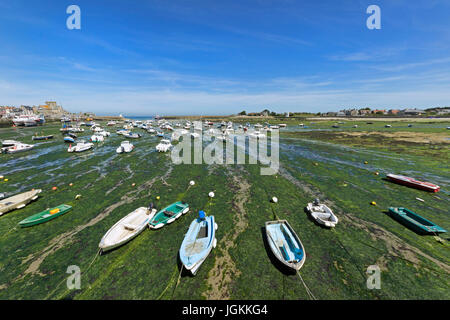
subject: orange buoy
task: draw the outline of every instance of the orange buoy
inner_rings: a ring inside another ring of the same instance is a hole
[[[69,186],[72,187],[72,186],[73,186],[73,183],[69,183]]]
[[[58,187],[53,187],[52,190],[56,191],[56,190],[58,190]]]

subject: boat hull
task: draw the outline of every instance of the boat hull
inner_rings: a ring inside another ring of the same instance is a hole
[[[72,206],[67,204],[62,204],[60,206],[47,209],[45,211],[39,212],[35,215],[32,215],[22,221],[19,222],[19,226],[22,228],[32,227],[50,220],[53,220],[63,214],[66,214],[72,209]]]
[[[406,176],[388,174],[386,177],[387,179],[389,179],[389,181],[415,189],[425,190],[428,192],[438,192],[440,190],[440,187],[438,185],[429,182],[418,181]]]
[[[165,212],[168,212],[170,215],[167,215]],[[181,201],[172,203],[156,213],[149,221],[148,226],[150,229],[160,229],[167,224],[171,224],[187,212],[189,212],[189,204]]]
[[[41,189],[24,192],[0,201],[0,216],[15,209],[22,209],[28,203],[38,198]]]
[[[305,263],[306,252],[289,223],[286,220],[268,221],[265,231],[269,248],[278,261],[291,270],[300,270]]]
[[[441,228],[428,219],[406,208],[389,208],[389,215],[405,227],[419,234],[444,233],[447,230]]]

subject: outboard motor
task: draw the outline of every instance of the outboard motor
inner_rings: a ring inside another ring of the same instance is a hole
[[[205,220],[205,219],[206,219],[206,213],[205,213],[205,211],[200,210],[200,211],[198,212],[198,218],[199,218],[200,220]]]
[[[314,199],[314,205],[315,205],[315,206],[318,206],[319,204],[320,204],[319,199],[317,199],[317,198]]]
[[[152,212],[152,209],[155,207],[155,205],[153,204],[153,202],[150,202],[150,204],[148,205],[148,211]]]

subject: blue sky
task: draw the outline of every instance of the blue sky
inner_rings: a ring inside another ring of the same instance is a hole
[[[81,30],[66,8],[81,8]],[[366,8],[381,8],[369,30]],[[448,0],[0,0],[0,105],[97,114],[450,105]]]

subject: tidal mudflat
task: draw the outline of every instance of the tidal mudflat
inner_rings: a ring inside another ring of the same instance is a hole
[[[407,207],[450,230],[450,124],[355,122],[333,129],[332,123],[301,128],[289,121],[280,134],[280,169],[271,176],[261,176],[259,165],[174,165],[170,154],[156,152],[159,138],[146,132],[132,141],[131,153],[116,153],[124,138],[111,129],[105,142],[71,154],[57,124],[0,129],[0,140],[33,144],[34,133],[55,135],[31,151],[0,155],[0,175],[8,179],[0,181],[1,192],[43,190],[0,217],[0,299],[308,299],[298,276],[266,248],[263,227],[274,216],[300,237],[306,251],[300,273],[317,299],[449,299],[449,235],[418,235],[386,212]],[[396,185],[382,179],[387,173],[421,178],[441,191]],[[269,201],[273,196],[278,203]],[[305,213],[314,198],[339,217],[336,228]],[[150,202],[163,208],[180,200],[189,203],[188,214],[98,255],[100,239],[123,216]],[[71,212],[18,227],[62,203]],[[180,274],[178,250],[199,210],[214,215],[219,229],[217,247],[192,277]],[[79,290],[66,286],[71,265],[81,270]],[[378,290],[366,286],[370,265],[381,270]]]

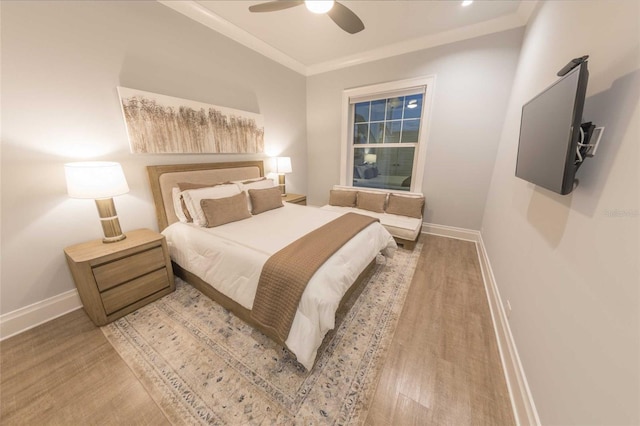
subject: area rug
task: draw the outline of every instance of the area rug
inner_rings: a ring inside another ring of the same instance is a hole
[[[173,424],[359,424],[421,248],[379,256],[311,371],[180,279],[102,331]]]

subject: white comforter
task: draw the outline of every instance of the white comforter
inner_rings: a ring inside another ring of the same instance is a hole
[[[341,215],[284,204],[216,228],[174,223],[162,233],[176,263],[251,309],[269,256]],[[340,248],[312,277],[285,342],[307,369],[313,366],[325,334],[334,327],[336,310],[351,284],[379,252],[392,256],[395,248],[389,232],[374,223]]]

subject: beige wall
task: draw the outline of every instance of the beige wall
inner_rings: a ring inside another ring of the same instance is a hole
[[[425,222],[480,229],[522,34],[510,30],[309,77],[309,202],[326,204],[340,180],[342,91],[435,75]]]
[[[545,425],[640,423],[639,5],[541,3],[502,130],[482,235]],[[514,177],[520,111],[585,54],[584,120],[606,131],[560,196]]]
[[[145,166],[264,155],[133,155],[116,86],[263,114],[265,143],[290,155],[304,192],[305,78],[154,1],[0,3],[0,313],[74,289],[63,248],[100,238],[95,205],[66,195],[63,164],[122,163],[123,229],[157,229]]]

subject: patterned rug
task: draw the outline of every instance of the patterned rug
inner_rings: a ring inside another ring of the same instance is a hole
[[[359,424],[421,248],[379,256],[311,371],[180,279],[102,331],[173,424]]]

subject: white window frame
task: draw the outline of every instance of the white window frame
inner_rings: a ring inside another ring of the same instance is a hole
[[[422,103],[422,116],[420,118],[420,136],[417,144],[394,144],[398,148],[403,146],[415,146],[416,151],[413,157],[413,173],[411,178],[411,192],[422,192],[422,179],[424,177],[424,166],[426,162],[427,142],[429,140],[429,130],[431,129],[431,103],[436,77],[426,76],[410,78],[406,80],[392,81],[387,83],[373,84],[370,86],[346,89],[342,92],[342,135],[340,152],[340,185],[353,185],[353,110],[350,100],[352,98],[367,97],[392,97],[394,92],[406,90],[408,88],[424,86],[425,93]],[[385,190],[393,192],[392,190]]]

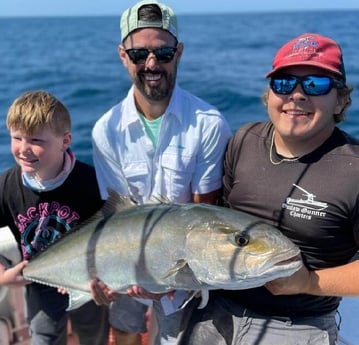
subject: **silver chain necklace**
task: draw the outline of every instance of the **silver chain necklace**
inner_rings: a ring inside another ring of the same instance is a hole
[[[273,134],[272,134],[272,141],[271,141],[271,144],[270,144],[270,149],[269,149],[269,160],[270,162],[273,164],[273,165],[279,165],[283,162],[295,162],[297,161],[300,157],[294,157],[294,158],[282,158],[280,161],[278,162],[275,162],[273,160],[273,150],[274,150],[274,133],[275,131],[273,131]]]

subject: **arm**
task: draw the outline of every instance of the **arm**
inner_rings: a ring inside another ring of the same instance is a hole
[[[109,305],[120,298],[120,294],[111,290],[101,280],[94,279],[90,282],[92,299],[97,305]]]
[[[265,286],[274,295],[359,296],[359,260],[316,271],[303,267],[292,276]]]
[[[221,196],[221,189],[206,194],[192,194],[192,201],[194,203],[216,204],[218,198]]]
[[[26,266],[27,261],[22,261],[17,265],[6,269],[4,265],[0,264],[0,286],[23,286],[28,282],[23,278],[21,272]]]
[[[217,204],[222,197],[223,160],[231,136],[227,123],[220,118],[203,126],[191,181],[192,202]]]
[[[96,124],[92,131],[92,158],[102,198],[107,199],[107,188],[127,196],[127,180],[102,123]]]
[[[114,290],[111,290],[104,282],[101,280],[92,280],[90,282],[90,289],[92,299],[95,301],[97,305],[109,305],[113,301],[117,301],[121,294],[117,293]],[[154,294],[151,292],[146,291],[145,289],[141,288],[138,285],[133,285],[131,288],[127,290],[127,294],[130,297],[138,297],[138,298],[147,298],[152,300],[160,300],[161,297],[167,295],[169,299],[173,296],[172,291],[164,294]]]

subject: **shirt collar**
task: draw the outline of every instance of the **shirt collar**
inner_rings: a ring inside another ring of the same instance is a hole
[[[167,114],[170,114],[171,116],[176,116],[178,121],[180,121],[182,123],[183,122],[182,121],[183,114],[180,111],[181,107],[179,106],[179,99],[180,99],[181,92],[182,92],[181,88],[176,84],[173,89],[170,103],[163,115],[166,116]],[[127,94],[127,97],[126,97],[125,103],[124,103],[124,108],[126,111],[126,116],[122,117],[124,126],[129,126],[131,123],[141,121],[141,119],[138,117],[138,112],[137,112],[137,108],[136,108],[136,104],[135,104],[134,86],[132,86],[130,88],[130,90],[128,91],[128,94]]]

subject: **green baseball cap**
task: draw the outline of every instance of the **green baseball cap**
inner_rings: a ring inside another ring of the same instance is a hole
[[[157,5],[162,13],[160,21],[144,21],[138,18],[138,11],[144,5]],[[122,42],[134,30],[141,28],[160,28],[168,31],[177,39],[177,18],[172,8],[156,0],[143,0],[128,8],[121,16]]]

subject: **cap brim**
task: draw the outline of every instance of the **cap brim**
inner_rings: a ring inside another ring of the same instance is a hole
[[[296,61],[296,62],[292,62],[292,63],[288,63],[288,64],[283,64],[280,65],[277,68],[272,69],[270,72],[268,72],[266,74],[266,78],[271,77],[273,74],[277,73],[278,71],[287,68],[287,67],[293,67],[293,66],[313,66],[313,67],[319,67],[321,69],[324,69],[325,71],[329,71],[332,72],[334,74],[340,75],[342,78],[344,78],[343,73],[341,71],[339,71],[336,68],[330,68],[328,67],[328,65],[325,64],[321,64],[318,61]]]

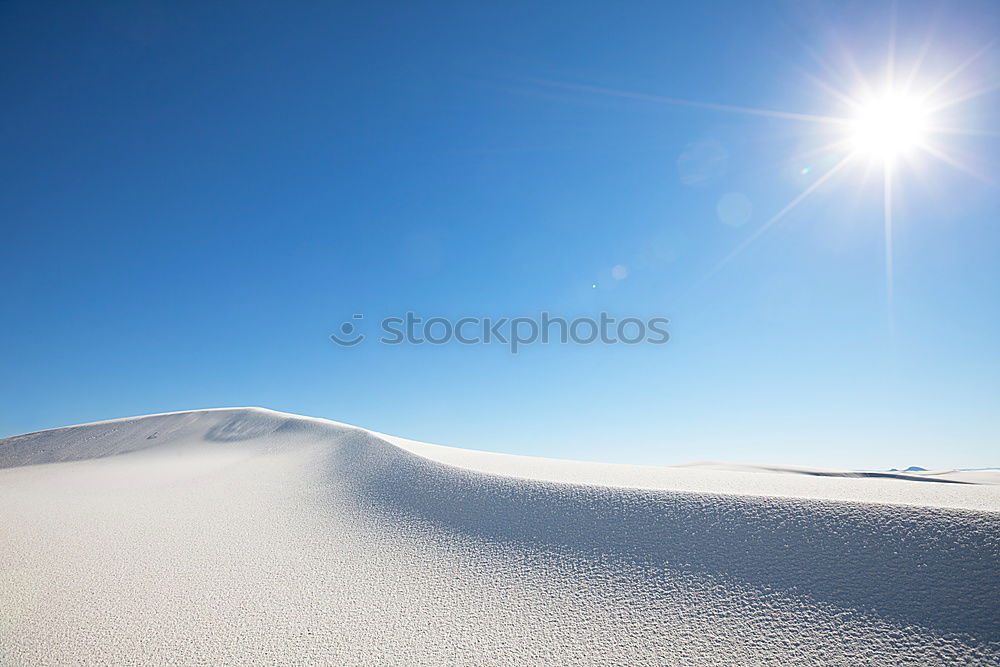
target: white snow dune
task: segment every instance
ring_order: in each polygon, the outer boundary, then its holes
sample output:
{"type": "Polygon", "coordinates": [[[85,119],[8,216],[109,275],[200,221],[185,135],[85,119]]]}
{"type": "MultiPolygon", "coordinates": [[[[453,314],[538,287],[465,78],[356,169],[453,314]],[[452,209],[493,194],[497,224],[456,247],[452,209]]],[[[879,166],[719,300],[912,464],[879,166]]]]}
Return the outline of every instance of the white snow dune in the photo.
{"type": "Polygon", "coordinates": [[[0,440],[0,664],[1000,664],[998,489],[43,431],[0,440]]]}

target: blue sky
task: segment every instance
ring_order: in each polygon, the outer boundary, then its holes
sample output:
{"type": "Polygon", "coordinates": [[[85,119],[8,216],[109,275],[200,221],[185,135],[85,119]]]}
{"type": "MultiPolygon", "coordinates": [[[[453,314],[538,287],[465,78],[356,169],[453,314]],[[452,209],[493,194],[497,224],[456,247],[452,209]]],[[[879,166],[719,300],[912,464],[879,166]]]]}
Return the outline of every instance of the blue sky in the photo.
{"type": "Polygon", "coordinates": [[[995,4],[511,5],[4,3],[0,435],[261,405],[565,458],[1000,465],[995,4]],[[822,84],[880,80],[890,35],[901,71],[927,44],[917,87],[986,47],[941,91],[961,168],[893,172],[891,301],[861,161],[720,268],[842,129],[654,98],[843,115],[822,84]],[[672,339],[328,338],[542,310],[672,339]]]}

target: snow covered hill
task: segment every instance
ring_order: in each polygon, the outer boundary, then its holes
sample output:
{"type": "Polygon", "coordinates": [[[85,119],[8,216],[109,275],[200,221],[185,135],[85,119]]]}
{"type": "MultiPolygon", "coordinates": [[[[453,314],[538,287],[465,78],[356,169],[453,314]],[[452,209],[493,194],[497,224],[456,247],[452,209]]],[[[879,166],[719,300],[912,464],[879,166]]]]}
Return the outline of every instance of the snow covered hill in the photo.
{"type": "Polygon", "coordinates": [[[532,459],[258,408],[17,436],[0,664],[1000,664],[1000,486],[907,475],[532,459]]]}

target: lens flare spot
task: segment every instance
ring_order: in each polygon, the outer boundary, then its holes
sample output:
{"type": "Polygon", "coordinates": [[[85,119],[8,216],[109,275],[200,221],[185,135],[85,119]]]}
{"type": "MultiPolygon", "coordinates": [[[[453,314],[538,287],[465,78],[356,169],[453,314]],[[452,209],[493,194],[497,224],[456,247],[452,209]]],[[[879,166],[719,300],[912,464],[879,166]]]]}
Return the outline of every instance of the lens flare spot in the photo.
{"type": "Polygon", "coordinates": [[[742,192],[727,192],[715,205],[715,211],[724,224],[739,227],[753,216],[753,203],[742,192]]]}

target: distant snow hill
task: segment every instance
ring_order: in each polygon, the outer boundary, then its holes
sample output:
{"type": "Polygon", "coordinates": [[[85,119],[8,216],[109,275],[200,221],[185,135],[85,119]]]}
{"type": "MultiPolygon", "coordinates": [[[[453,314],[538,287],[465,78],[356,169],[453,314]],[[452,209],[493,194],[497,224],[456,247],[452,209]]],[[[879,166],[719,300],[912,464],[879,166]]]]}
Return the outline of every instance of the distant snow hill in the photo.
{"type": "Polygon", "coordinates": [[[996,481],[258,408],[32,433],[0,440],[0,664],[1000,664],[996,481]]]}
───
- [WORK REQUEST] The answer must be every line of the records above that holds the word "orange".

- [SOLUTION]
subject: orange buoy
task: draw the outline of every instance of the orange buoy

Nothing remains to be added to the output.